Exercise aim |
Can you turn every line of the records below into a Markdown table with the columns Row and Line, numbering each row, skipping blank lines, and leaving the pictures out?

Input material |
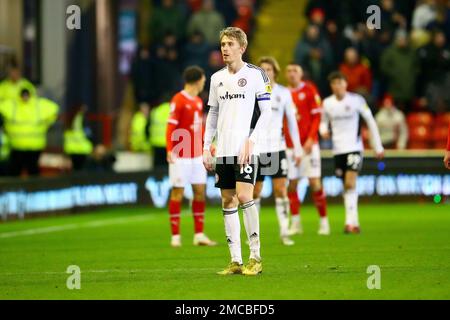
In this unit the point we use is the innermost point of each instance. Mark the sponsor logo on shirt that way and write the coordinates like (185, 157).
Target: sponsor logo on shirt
(242, 82)
(231, 96)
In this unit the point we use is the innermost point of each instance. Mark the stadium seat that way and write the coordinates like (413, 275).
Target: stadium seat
(419, 137)
(420, 118)
(439, 136)
(442, 119)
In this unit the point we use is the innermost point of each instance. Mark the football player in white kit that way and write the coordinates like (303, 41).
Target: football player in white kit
(272, 159)
(342, 112)
(240, 111)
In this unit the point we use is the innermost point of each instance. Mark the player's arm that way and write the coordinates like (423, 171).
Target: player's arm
(365, 112)
(263, 91)
(324, 124)
(293, 130)
(172, 125)
(403, 134)
(210, 127)
(316, 110)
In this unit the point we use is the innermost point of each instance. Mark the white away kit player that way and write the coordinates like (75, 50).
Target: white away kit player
(342, 112)
(239, 112)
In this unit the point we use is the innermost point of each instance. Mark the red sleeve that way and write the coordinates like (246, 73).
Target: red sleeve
(448, 139)
(172, 123)
(367, 79)
(316, 110)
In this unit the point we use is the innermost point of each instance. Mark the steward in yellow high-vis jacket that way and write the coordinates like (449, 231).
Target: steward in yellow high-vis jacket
(10, 87)
(140, 130)
(26, 122)
(76, 143)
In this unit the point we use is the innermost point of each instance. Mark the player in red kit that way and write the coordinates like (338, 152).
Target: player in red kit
(447, 153)
(308, 104)
(184, 155)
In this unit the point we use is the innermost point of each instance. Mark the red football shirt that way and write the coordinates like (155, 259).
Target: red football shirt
(185, 130)
(309, 107)
(448, 139)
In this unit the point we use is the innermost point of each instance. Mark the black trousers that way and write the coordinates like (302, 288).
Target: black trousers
(24, 160)
(78, 161)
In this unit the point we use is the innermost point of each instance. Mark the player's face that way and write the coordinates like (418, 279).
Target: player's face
(339, 87)
(231, 50)
(294, 75)
(268, 68)
(201, 84)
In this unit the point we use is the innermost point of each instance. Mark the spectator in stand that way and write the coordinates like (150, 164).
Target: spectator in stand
(337, 41)
(166, 18)
(399, 64)
(435, 61)
(143, 72)
(424, 14)
(392, 125)
(196, 51)
(208, 21)
(314, 54)
(167, 67)
(391, 19)
(358, 75)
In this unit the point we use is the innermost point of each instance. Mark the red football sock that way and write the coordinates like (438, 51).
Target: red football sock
(198, 210)
(320, 201)
(294, 203)
(174, 211)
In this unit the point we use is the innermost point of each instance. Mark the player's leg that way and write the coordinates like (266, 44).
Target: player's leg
(351, 202)
(313, 170)
(230, 205)
(198, 212)
(282, 208)
(176, 197)
(225, 180)
(294, 201)
(177, 177)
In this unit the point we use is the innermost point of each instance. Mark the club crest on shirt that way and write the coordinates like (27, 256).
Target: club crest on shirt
(242, 82)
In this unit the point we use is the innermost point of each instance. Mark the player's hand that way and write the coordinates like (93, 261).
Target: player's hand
(325, 135)
(246, 152)
(380, 155)
(208, 160)
(297, 160)
(307, 147)
(447, 159)
(170, 158)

The completed task |
| Row | Line |
|---|---|
| 1 | In this unit the point we use is the innermost point of each instance. Mark the sponsor logo on shirt that way and write the coordinates like (185, 157). |
| 2 | Target: sponsor logo on shirt |
| 3 | (242, 82) |
| 4 | (231, 96) |
| 5 | In this unit the point we use is the innermost point of each instance. Mark the stadium seat that way and write the coordinates like (413, 275). |
| 6 | Target: stadium seat |
| 7 | (419, 137) |
| 8 | (420, 118) |
| 9 | (439, 136) |
| 10 | (442, 119) |
| 11 | In this unit the point we use is the innermost point of each instance. Mark the football player in white kit that way and write the coordinates like (303, 41). |
| 12 | Target: football player in white kit |
| 13 | (272, 159) |
| 14 | (342, 112) |
| 15 | (240, 111) |
| 16 | In this unit the point we use is the innermost point of each instance. Mark the player's arm that way and write the coordinates like (423, 171). |
| 17 | Target: player's arm |
| 18 | (365, 112) |
| 19 | (263, 91) |
| 20 | (324, 124) |
| 21 | (293, 130) |
| 22 | (172, 125) |
| 23 | (403, 134) |
| 24 | (210, 127) |
| 25 | (316, 110) |
| 26 | In this unit the point we use is the innermost point of each instance. Mark the white away kit player that way and write the coordinates like (75, 50). |
| 27 | Target: white away kit player |
| 28 | (342, 112) |
| 29 | (239, 112) |
| 30 | In this unit the point we use is the innermost point of each instance. Mark the red sleeve that way and write the coordinates like (246, 73). |
| 31 | Target: red sleeve |
| 32 | (448, 139) |
| 33 | (172, 123) |
| 34 | (367, 79) |
| 35 | (316, 110) |
| 36 | In this unit the point we use is the innermost point of each instance. Mark the steward in yellow high-vis jacket that way and write the coordinates like (449, 231). |
| 37 | Target: steward in yellow high-vis jacket |
| 38 | (10, 87) |
| 39 | (140, 130) |
| 40 | (26, 122) |
| 41 | (76, 143) |
| 42 | In this unit the point we use is the innermost point of each instance. Mark the player in red kit that way and write the coordinates like (338, 152). |
| 43 | Target: player in red kit |
| 44 | (447, 153) |
| 45 | (308, 104) |
| 46 | (184, 155) |
| 47 | In this unit the point we use is the innermost point of each instance. Mark the red football shirt that way and write the coordinates like (155, 259). |
| 48 | Target: red football shirt |
| 49 | (185, 130) |
| 50 | (309, 107) |
| 51 | (448, 139) |
| 52 | In this unit the point we use is the innermost point of each instance. Mark the black trousers that way and write the coordinates like (302, 288). |
| 53 | Target: black trousers |
| 54 | (24, 160) |
| 55 | (78, 161) |
| 56 | In this unit the point we use is the innermost point of each instance. Mark the player's face that way and write the coordinates like (418, 279). |
| 57 | Target: player's face |
| 58 | (339, 87) |
| 59 | (231, 50) |
| 60 | (294, 75) |
| 61 | (268, 68) |
| 62 | (201, 84) |
| 63 | In this unit the point we use is the innermost point of each instance. Mark the spectator in stand that way and write the coordinates like (150, 164). |
| 64 | Target: spectator in stand |
| 65 | (337, 41) |
| 66 | (166, 18) |
| 67 | (399, 64) |
| 68 | (435, 61) |
| 69 | (143, 72) |
| 70 | (424, 14) |
| 71 | (392, 125) |
| 72 | (196, 51) |
| 73 | (208, 21) |
| 74 | (314, 54) |
| 75 | (167, 67) |
| 76 | (391, 19) |
| 77 | (358, 75) |
| 78 | In this unit the point we use is the innermost point of each instance. Mark the red football sock that way and write the coordinates like (438, 51). |
| 79 | Target: red football sock |
| 80 | (198, 210) |
| 81 | (320, 201) |
| 82 | (294, 203) |
| 83 | (174, 211) |
| 84 | In this unit the point we use is the innermost point of each instance. Mark the player's leg that way and write the coordinates like (266, 44). |
| 85 | Target: player's leg |
| 86 | (351, 202) |
| 87 | (313, 170) |
| 88 | (230, 205) |
| 89 | (198, 212) |
| 90 | (282, 208) |
| 91 | (176, 197) |
| 92 | (225, 180) |
| 93 | (294, 201) |
| 94 | (177, 177) |
| 95 | In this unit the point we use is the innermost point of each instance. Mark the club crest on shirt that way and write the coordinates like (27, 256). |
| 96 | Target: club crest on shirt |
| 97 | (242, 82) |
| 98 | In this unit the point we use is the innermost point of each instance. Mark the player's hand that way and write the coordinates like (93, 261). |
| 99 | Target: player's hand |
| 100 | (325, 135) |
| 101 | (246, 152) |
| 102 | (380, 155) |
| 103 | (208, 160) |
| 104 | (297, 160) |
| 105 | (307, 147) |
| 106 | (447, 159) |
| 107 | (170, 158) |